TASK: Find the lines of the material below that include the string "jacket", then copy each one.

SOURCE RECORDS START

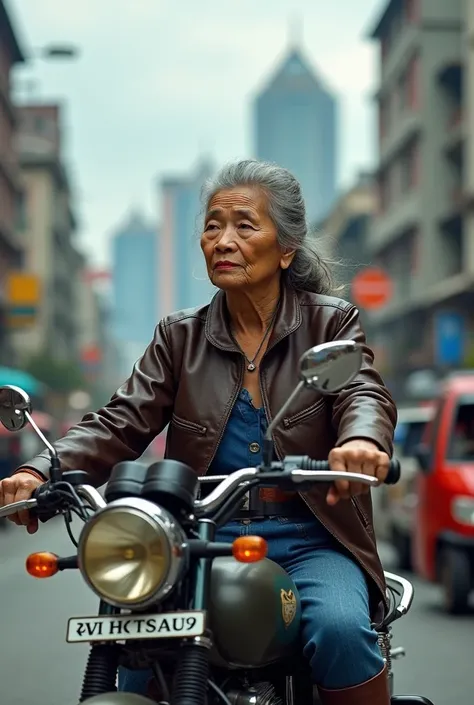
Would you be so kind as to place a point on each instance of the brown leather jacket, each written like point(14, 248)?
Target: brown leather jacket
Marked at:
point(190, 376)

SOURCE RECORDS END
SOURCE RECORDS START

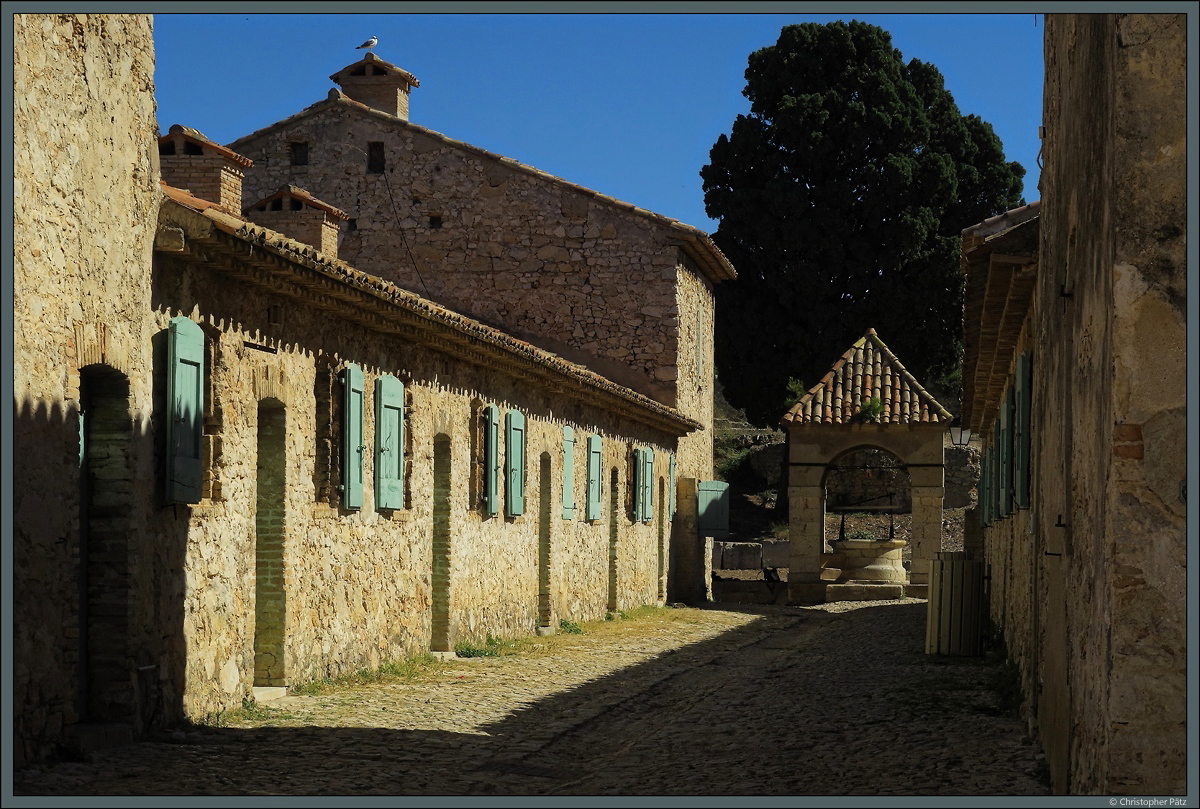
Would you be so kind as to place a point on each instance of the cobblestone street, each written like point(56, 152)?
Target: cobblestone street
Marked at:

SOURCE RECORDS END

EXERCISE OUTPUT:
Would you be so kind as to place a point on each instance of the brown leather jacket, each written like point(14, 248)?
Target: brown leather jacket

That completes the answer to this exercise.